:: REQUIRED WORK ::
1. From the commentary on Hawthorne and Puritan society, copy word for word the part that begins with the words containing "The second point" and ends with "look it up.".
2. In the commentary on Hawthorne and Puritan society, list every question posed in the paragraph that begins "With society unable to forgive."
3. Write the next part of the commentary on Hawthorne and Puritan society, picking up after its final sentence.

:: PAGE EXCERPT ::
::::::::::

Thus, Hester cannot be forgiven, despite her years of good - even saint-like behavior. She is an adulterer, and thus can never be thought of as good. Likewise, Arthur’s reputation as a saint is both deserved and undeserved. From the Puritan point of view, he should have been reviled, and never allowed to hold his head up ever again. Had they known of his sin. However, without that knowledge, his deeds were in fact admirable. He was a good pastor, a kind man, admirable except for his one fall. Hawthorne gets this one absolutely right. Society's opinion of Hester and Arthur has nothing to do with their actual merits. It has everything to do with perception. Since the Puritan society can neither realize that it is as sinful as Hester, nor forgive her for her lapse, it must continue to judge based on externals rather than on the criteria that really matter.

With society unable to forgive, the drama focuses on Hester, Arthur, and Roger. Their thoughts, noble or dark, are on display, and we are invited to contemplate how we would behave in each situation. Would we choose to run, as Hester tries to do? Would we continue in hypocrisy as Arthur does, or confess in shame as he eventually does? Would we seek to destroy those who have wronged us, and sell our souls as Roger does? These are not easy questions, and Hawthorne knows that there is no easy, tidy answer.

The second point is about society itself. I feel I missed much of this on my earlier readings because I lacked the background knowledge, and thus Hawthorne’s clever allusions to the issues.

First, he sets up the societal question with a reference to the “Utopia of human virtue” that the Puritans have attempted to set up, while he at the same time references Anne Hutchinson as a saint. As I note below, I completely missed this, because I had no idea who Anne Hutchinson was, and had no internet to look it up.

Later, Hawthorne states outright exactly what this “Utopia of human virtue” was like in real life. When Chillingworth, Hester’s missing husband, shows up at the moment of her public shaming, an unnamed townsman says, “Truly, friend, and methinks it must gladden your heart, after your troubles and sojourn in the wilderness, to find yourself, at length, in a land where iniquity is search out, and punished in the sight of rulers and people; as here in our godly New England.”

In many ways, I cannot think of a more clear statement of exactly why I fear a totalitarian theocracy. Here are united in unholy alliance, a morbid focus on the “iniquity” of other people, and the temporal power to hunt down and eliminate it. There is something terrifying about a self-righteous group, sure that it alone holds the knowledge of the truth, with the power and desire to eliminate all opponents. That way lie the burning of heretics and witches. Lest I be accused of being unfair to religious totalitarianism, let me note that Raymond Aron convincingly describes Communism as a religion of its own (substituting “the end of history,” aka fate, for a supreme being). I would note that Nazism also qualifies under this criteria. The elements are a belief in the inevitable correctness of one’s ideology (and morality), the temporal power to crush all dissent, and the will to carry it through. The Inquisition, the Witch Trials, Stalin’s purges - all of these give evidence of the danger of the belief that it is excusable to slaughter those who refuse to honor the orthodoxy. As I note below, it was the trial of Anne Hutchinson - referred to by Hawthorne - that set the Puritans on the path to the Witch Trials, which would eventually destroy their attempts at theocracy.

::::::::::

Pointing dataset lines
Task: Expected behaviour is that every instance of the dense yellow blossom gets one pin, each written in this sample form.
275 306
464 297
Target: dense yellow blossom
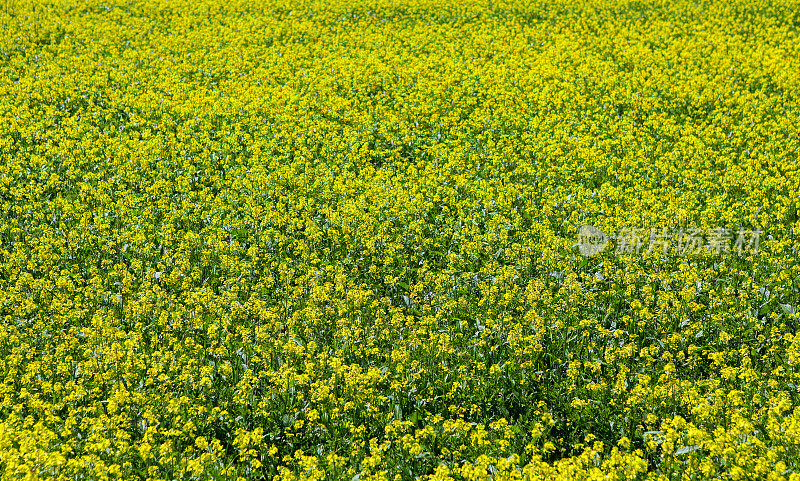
336 240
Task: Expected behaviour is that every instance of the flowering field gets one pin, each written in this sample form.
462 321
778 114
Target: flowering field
345 240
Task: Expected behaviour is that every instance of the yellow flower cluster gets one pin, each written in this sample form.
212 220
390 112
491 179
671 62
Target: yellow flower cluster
292 239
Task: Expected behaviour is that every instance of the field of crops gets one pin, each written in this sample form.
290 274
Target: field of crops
399 239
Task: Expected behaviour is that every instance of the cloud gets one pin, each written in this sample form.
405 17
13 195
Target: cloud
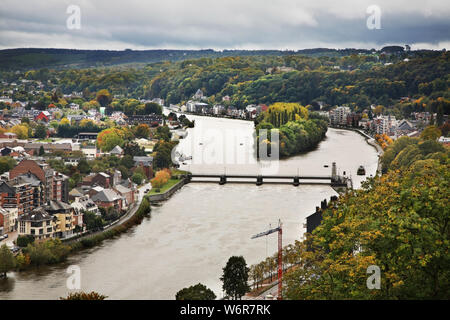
248 24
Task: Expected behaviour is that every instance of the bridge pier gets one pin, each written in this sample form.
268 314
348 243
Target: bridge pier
259 180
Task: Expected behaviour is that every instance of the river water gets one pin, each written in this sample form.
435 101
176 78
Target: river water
190 237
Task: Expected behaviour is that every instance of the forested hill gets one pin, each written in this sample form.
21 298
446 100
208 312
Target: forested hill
32 58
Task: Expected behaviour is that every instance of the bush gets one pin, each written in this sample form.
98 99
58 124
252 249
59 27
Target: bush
48 252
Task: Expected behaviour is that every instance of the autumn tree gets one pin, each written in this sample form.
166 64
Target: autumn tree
197 292
40 132
21 130
103 97
235 277
142 131
430 133
109 138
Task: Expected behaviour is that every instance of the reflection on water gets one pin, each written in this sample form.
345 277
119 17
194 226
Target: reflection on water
190 237
7 285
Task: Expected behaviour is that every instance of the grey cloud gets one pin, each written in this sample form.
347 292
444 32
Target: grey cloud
259 24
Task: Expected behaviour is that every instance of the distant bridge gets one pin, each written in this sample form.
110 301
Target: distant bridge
333 180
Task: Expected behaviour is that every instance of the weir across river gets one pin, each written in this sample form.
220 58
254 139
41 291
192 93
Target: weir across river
334 180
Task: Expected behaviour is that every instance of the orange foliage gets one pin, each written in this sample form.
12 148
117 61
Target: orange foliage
161 178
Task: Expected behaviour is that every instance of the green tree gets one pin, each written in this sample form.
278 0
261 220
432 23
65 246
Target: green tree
137 178
104 97
6 164
83 166
7 261
398 222
152 107
235 277
142 131
430 133
197 292
40 132
92 221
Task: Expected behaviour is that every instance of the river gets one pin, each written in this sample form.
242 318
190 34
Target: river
189 238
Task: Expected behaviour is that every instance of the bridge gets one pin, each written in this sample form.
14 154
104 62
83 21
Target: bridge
334 180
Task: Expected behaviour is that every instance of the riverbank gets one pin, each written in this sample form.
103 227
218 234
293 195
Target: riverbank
166 193
371 141
190 237
59 249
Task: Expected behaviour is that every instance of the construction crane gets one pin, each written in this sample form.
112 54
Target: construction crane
280 253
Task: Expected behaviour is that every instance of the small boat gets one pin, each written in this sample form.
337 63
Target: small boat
361 171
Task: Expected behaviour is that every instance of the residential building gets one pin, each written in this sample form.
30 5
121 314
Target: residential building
126 193
8 219
16 195
43 116
41 170
117 151
149 119
98 179
84 203
37 223
339 115
146 163
60 187
108 198
64 218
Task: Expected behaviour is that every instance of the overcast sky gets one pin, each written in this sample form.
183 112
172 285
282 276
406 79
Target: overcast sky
224 24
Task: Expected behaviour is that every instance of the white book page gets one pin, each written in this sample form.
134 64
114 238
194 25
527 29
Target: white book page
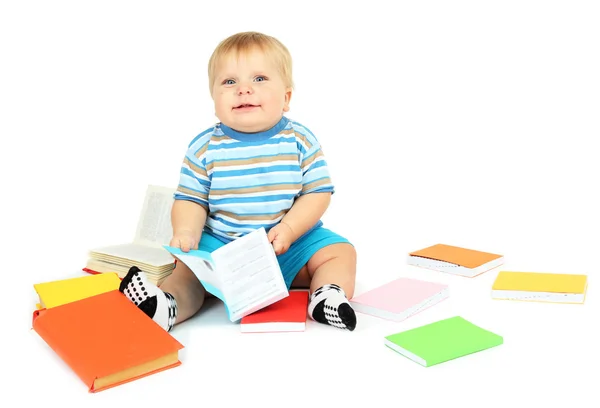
249 271
202 265
154 225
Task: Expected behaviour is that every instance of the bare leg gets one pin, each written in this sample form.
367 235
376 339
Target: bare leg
187 290
178 298
330 275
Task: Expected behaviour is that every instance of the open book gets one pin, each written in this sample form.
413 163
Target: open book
146 251
244 273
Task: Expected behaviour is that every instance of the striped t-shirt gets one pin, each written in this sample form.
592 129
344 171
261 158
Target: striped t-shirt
250 180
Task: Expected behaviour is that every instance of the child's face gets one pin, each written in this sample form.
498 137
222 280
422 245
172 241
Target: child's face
249 93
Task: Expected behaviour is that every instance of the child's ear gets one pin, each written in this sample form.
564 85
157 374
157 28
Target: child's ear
288 97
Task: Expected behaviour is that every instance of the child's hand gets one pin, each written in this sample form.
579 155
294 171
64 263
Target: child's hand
281 237
184 240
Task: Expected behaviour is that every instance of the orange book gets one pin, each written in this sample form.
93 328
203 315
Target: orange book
106 340
455 260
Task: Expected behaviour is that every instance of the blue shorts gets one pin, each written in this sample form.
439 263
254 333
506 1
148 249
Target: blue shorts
295 257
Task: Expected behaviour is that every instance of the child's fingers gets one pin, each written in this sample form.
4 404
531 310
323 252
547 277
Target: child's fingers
272 234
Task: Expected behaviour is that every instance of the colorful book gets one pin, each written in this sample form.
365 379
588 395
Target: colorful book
399 299
287 315
442 341
540 287
244 274
455 260
58 292
106 340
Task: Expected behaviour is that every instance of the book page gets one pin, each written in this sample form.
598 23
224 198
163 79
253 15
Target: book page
202 264
154 225
133 253
250 273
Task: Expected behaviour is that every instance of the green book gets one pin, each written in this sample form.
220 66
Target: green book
442 341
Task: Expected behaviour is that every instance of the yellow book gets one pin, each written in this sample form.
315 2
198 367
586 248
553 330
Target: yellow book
59 292
541 287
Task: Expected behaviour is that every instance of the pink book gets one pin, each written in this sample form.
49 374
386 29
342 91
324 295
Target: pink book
399 299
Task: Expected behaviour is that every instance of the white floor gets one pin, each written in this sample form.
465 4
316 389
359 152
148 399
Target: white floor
547 350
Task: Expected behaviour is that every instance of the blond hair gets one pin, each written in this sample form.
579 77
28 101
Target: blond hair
244 42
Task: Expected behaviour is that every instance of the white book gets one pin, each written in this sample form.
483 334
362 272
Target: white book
244 273
154 230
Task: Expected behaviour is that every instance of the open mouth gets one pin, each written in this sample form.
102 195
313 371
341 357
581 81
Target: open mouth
245 106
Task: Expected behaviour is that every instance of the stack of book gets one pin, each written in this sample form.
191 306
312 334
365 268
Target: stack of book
147 250
100 334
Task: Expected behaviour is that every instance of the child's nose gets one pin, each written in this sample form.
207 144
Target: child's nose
245 90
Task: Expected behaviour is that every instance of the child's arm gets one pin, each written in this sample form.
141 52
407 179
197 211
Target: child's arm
306 212
188 219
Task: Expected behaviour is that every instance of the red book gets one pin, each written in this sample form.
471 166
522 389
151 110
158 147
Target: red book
287 315
106 340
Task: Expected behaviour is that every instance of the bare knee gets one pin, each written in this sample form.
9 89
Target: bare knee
302 279
334 264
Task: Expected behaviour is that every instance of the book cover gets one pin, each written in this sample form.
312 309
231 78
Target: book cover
539 286
287 315
106 340
442 341
58 292
455 260
399 299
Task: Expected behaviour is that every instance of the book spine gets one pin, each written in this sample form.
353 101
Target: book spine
46 333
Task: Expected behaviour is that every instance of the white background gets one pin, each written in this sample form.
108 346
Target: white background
465 122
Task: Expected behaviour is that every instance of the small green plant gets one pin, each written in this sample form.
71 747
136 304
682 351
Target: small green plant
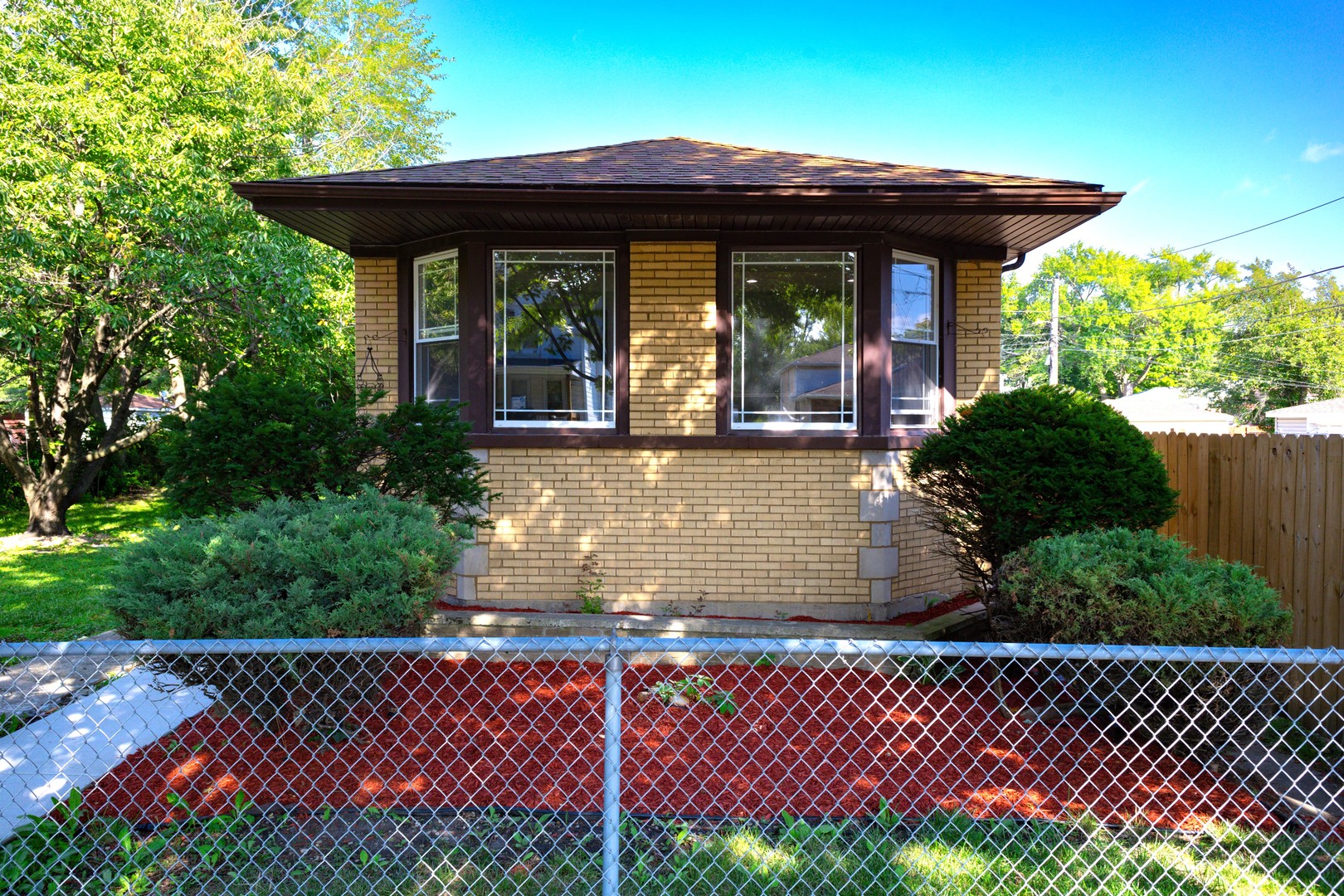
929 670
590 585
799 832
695 689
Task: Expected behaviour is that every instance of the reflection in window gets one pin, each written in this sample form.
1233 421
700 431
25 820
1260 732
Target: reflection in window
437 373
554 336
793 319
914 343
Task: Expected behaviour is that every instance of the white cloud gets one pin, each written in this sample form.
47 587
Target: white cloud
1320 152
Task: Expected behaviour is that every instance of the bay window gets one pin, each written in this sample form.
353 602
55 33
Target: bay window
793 338
914 342
437 364
554 338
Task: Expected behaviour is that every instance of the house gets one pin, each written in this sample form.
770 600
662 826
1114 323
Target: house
143 409
1168 409
1311 418
700 362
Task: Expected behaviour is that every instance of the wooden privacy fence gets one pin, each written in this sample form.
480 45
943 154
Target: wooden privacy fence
1274 503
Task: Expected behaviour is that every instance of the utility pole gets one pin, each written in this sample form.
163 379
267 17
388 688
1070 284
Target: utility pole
1054 332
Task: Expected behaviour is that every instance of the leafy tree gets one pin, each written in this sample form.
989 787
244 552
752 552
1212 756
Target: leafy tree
1125 323
1281 345
1015 466
125 260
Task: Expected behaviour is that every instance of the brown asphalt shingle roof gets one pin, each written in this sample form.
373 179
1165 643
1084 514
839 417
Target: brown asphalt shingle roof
678 163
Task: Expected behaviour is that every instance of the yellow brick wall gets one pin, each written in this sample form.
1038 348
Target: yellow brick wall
746 527
375 323
979 297
672 338
923 567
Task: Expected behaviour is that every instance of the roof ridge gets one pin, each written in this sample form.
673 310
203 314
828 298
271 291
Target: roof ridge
648 141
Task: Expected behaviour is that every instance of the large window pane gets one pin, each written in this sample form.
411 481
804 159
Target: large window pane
793 319
438 299
437 371
914 384
914 343
436 328
554 336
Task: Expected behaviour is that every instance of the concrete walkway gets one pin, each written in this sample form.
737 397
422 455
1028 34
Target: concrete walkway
77 744
37 687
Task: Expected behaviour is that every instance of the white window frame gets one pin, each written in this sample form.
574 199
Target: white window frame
416 317
936 316
738 364
609 399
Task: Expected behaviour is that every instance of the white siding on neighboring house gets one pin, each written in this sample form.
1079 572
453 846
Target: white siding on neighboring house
1313 418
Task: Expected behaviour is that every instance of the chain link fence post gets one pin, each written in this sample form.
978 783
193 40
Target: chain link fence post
611 772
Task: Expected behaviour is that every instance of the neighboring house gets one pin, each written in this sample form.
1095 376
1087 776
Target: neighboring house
143 407
704 363
1311 418
1168 409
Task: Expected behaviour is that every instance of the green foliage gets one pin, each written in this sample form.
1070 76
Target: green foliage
54 592
1116 586
125 257
1125 323
1250 338
1011 468
251 438
327 567
590 585
421 450
348 567
54 853
695 689
1281 345
257 437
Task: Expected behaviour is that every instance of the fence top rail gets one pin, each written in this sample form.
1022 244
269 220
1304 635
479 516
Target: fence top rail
714 646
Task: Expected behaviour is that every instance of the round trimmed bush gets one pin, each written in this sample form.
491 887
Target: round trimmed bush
1118 586
327 567
1015 466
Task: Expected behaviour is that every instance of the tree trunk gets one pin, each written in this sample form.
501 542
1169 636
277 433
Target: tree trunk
47 508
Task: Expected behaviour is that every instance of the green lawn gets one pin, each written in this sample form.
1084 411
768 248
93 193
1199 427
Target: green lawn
52 594
940 856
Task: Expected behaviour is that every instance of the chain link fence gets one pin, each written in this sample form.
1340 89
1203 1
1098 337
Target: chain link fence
672 766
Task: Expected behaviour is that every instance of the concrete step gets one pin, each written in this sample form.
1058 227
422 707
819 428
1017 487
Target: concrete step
483 624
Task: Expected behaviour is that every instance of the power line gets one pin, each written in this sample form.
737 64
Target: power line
1237 338
1200 301
1252 230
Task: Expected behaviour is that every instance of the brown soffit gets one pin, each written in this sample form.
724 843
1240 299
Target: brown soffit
377 212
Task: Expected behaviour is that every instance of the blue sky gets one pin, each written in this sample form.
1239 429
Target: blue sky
1213 116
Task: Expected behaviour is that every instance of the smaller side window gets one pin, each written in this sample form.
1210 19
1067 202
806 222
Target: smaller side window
437 364
914 342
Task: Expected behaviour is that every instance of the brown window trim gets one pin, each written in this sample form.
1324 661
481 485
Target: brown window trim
689 442
874 348
874 401
476 310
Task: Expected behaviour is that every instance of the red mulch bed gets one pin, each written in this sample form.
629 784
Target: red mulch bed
810 742
903 620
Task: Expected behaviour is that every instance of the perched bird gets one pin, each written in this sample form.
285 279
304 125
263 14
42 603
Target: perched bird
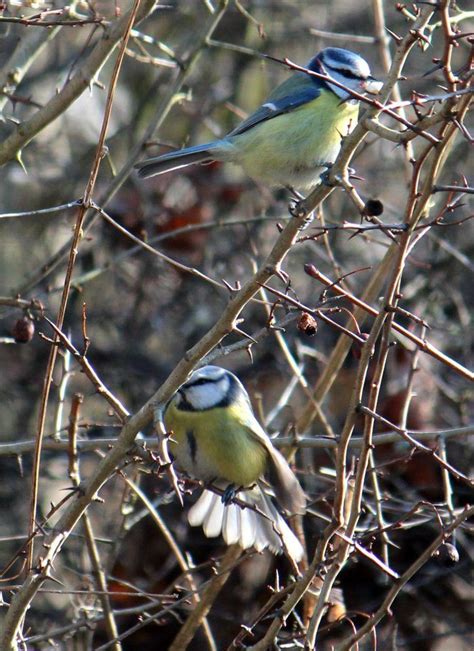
295 134
215 437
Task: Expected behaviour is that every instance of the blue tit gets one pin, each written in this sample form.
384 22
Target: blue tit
295 134
215 437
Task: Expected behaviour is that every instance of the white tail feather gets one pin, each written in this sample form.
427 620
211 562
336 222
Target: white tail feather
244 525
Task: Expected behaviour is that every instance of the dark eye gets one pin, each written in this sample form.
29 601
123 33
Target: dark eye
349 74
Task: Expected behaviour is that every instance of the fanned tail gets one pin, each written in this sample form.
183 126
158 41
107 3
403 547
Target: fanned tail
245 526
182 158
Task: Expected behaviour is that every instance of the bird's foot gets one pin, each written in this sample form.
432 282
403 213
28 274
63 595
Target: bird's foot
229 494
297 209
325 176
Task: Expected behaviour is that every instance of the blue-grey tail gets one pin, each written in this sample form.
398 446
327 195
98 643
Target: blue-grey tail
177 159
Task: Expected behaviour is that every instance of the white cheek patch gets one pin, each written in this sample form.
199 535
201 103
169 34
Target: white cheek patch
270 105
205 396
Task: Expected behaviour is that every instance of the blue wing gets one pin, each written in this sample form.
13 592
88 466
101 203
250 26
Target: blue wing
299 89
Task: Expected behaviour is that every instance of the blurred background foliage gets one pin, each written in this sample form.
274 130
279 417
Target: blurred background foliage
143 314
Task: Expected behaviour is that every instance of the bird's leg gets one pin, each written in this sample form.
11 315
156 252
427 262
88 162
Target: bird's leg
229 494
324 176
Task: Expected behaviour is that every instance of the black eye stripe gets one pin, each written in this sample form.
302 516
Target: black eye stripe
201 381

::::::::::

:: RESPONSES FOR EACH TASK ::
1.
The second point is about society itself. I feel I missed much of this on my earlier readings because I lacked the background knowledge, and thus Hawthorne’s clever allusions to the issues.

First, he sets up the societal question with a reference to the “Utopia of human virtue” that the Puritans have attempted to set up, while he at the same time references Anne Hutchinson as a saint. As I note below, I completely missed this, because I had no idea who Anne Hutchinson was, and had no internet to look it up.

2.
1. Would we choose to run, as Hester tries to do?
2. Would we continue in hypocrisy as Arthur does, or confess in shame as he eventually does?
3. Would we seek to destroy those who have wronged us, and sell our souls as Roger does?

3.
Hawthorne also notes that Pearl, a mere innocent child, is punished every bit as much as Hester. The suspicion of bastards was hardly limited to the Puritans, of course. The law itself sought to eliminate illegitimacy by whatever means it could, even if it meant the starvation of bastards and the inevitable prostitution of abandoned mistresses. (Hugo portrays this quandary in his moving Les Miserables.) Shakespeare felt no qualms about casting the villain of Lear as a bastard - one who would naturally be irreverent of the higher powers. Thus, Pearl is believed to be of “demon origin.”  The other children are not permitted to play with her. She is cut off just as her mother is. (There is a definite trend in this direction in modern conservative Christian circles toward severe limiting of contact with “contaminated” outsiders - something I did not notice as a child since I had a wide variety of friends. Including children born out of wedlock. We didn’t do the isolation dance, even when I was older. But make no mistake, a key belief in these circles is the need to isolate children from anyone who might be a “bad influence,” and this very much includes those from single parent or divorced families.)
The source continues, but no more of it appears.